Document passage:

LeCun Departure and Startup Focus
LeCun, Meta’s chief AI scientist and a foundational figure in artificial intelligence, will depart after more than a decade at the company. He plans to found a startup developing world models—AI systems designed to build internal representations of physical dynamics and cause-and-effect relationships. These models aim to enable machines to reason about the physical world rather than relying solely on pattern recognition from text.
Early fundraising discussions for the venture are underway, positioning it to compete with large language model (LLM)–focused approaches at major technology firms. LeCun has long criticized the limits of text-trained language models, saying they cannot grasp the physical world or plan complex actions. He has argued that even a house cat forms better causal judgments. LeCun has also said that creating world models capable of true physical reasoning could take a decade or more.
Meta AI Strategy and Industry Implications
Meta is shifting toward rapid commercialization of LLMs, including its Llama family, under CEO Mark Zuckerberg. This direction diverges from LeCun’s research priorities, which emphasize longer-term development of embodied, human-level intelligence. His departure underscores a broader split in the AI field between fast productization of LLMs and patient research into more advanced cognitive models.

Dataset entries:
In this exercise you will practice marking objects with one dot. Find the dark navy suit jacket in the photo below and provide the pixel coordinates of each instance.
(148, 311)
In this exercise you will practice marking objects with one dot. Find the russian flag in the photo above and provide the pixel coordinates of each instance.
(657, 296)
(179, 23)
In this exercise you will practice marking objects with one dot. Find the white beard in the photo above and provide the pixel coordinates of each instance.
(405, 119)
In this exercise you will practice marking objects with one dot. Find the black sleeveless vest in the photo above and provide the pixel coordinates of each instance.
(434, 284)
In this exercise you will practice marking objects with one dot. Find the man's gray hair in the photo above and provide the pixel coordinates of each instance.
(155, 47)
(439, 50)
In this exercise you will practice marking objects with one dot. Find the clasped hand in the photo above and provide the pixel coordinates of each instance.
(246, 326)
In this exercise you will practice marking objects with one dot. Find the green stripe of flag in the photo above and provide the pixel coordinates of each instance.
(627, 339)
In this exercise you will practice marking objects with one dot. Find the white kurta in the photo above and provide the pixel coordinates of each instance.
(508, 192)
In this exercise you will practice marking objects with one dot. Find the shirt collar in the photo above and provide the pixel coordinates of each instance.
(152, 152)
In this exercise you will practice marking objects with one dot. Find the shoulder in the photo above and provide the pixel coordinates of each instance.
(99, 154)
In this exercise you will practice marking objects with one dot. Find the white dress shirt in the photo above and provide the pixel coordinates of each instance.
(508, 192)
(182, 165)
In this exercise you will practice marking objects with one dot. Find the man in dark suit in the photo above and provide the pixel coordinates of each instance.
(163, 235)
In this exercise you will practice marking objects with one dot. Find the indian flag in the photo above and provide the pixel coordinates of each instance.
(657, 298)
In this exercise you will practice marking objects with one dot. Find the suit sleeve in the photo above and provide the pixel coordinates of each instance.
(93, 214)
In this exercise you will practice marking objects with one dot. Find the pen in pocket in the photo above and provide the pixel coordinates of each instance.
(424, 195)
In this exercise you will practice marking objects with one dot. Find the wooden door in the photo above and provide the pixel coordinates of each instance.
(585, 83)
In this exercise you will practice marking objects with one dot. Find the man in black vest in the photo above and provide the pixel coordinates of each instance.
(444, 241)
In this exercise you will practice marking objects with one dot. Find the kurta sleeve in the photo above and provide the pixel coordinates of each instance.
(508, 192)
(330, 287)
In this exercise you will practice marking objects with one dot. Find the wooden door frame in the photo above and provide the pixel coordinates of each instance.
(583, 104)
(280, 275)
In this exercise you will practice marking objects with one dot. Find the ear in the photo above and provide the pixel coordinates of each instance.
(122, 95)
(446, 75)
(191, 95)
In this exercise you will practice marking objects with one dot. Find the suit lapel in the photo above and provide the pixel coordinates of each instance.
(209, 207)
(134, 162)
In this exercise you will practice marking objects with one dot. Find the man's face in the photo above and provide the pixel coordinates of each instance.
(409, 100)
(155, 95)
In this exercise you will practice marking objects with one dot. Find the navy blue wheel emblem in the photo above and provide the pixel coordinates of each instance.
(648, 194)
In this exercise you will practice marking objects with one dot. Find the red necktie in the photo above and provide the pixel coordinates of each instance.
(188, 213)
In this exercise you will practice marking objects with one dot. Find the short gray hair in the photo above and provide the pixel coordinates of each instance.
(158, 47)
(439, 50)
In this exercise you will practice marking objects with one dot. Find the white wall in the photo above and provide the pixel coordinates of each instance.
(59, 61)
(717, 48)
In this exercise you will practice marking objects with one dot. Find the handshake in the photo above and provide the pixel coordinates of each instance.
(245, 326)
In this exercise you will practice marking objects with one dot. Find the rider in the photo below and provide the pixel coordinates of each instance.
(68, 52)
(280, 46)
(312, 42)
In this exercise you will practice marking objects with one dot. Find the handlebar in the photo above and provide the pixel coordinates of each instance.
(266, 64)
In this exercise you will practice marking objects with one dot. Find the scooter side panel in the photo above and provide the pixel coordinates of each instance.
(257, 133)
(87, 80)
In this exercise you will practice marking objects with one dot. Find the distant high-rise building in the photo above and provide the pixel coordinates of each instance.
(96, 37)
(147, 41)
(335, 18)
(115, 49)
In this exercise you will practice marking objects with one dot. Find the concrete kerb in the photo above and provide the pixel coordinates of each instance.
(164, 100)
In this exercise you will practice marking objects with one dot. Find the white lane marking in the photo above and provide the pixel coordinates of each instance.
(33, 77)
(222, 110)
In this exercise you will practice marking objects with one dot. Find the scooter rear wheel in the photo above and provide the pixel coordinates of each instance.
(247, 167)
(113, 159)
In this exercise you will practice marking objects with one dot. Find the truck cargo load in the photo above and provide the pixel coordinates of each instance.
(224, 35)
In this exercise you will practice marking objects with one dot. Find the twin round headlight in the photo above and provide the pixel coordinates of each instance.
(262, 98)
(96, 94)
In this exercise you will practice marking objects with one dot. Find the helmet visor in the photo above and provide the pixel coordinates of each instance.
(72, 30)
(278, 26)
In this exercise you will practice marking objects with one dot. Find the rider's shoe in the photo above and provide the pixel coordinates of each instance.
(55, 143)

What this task involves: Please reproduce the passage on LeCun's departure from Meta between "Meta AI Strategy" and "advanced cognitive models.", inclusive, renaming "LLMs" to "large language models" throughout.

Task answer:
Meta AI Strategy and Industry Implications
Meta is shifting toward rapid commercialization of large language models, including its Llama family, under CEO Mark Zuckerberg. This direction diverges from LeCun’s research priorities, which emphasize longer-term development of embodied, human-level intelligence. His departure underscores a broader split in the AI field between fast productization of large language models and patient research into more advanced cognitive models.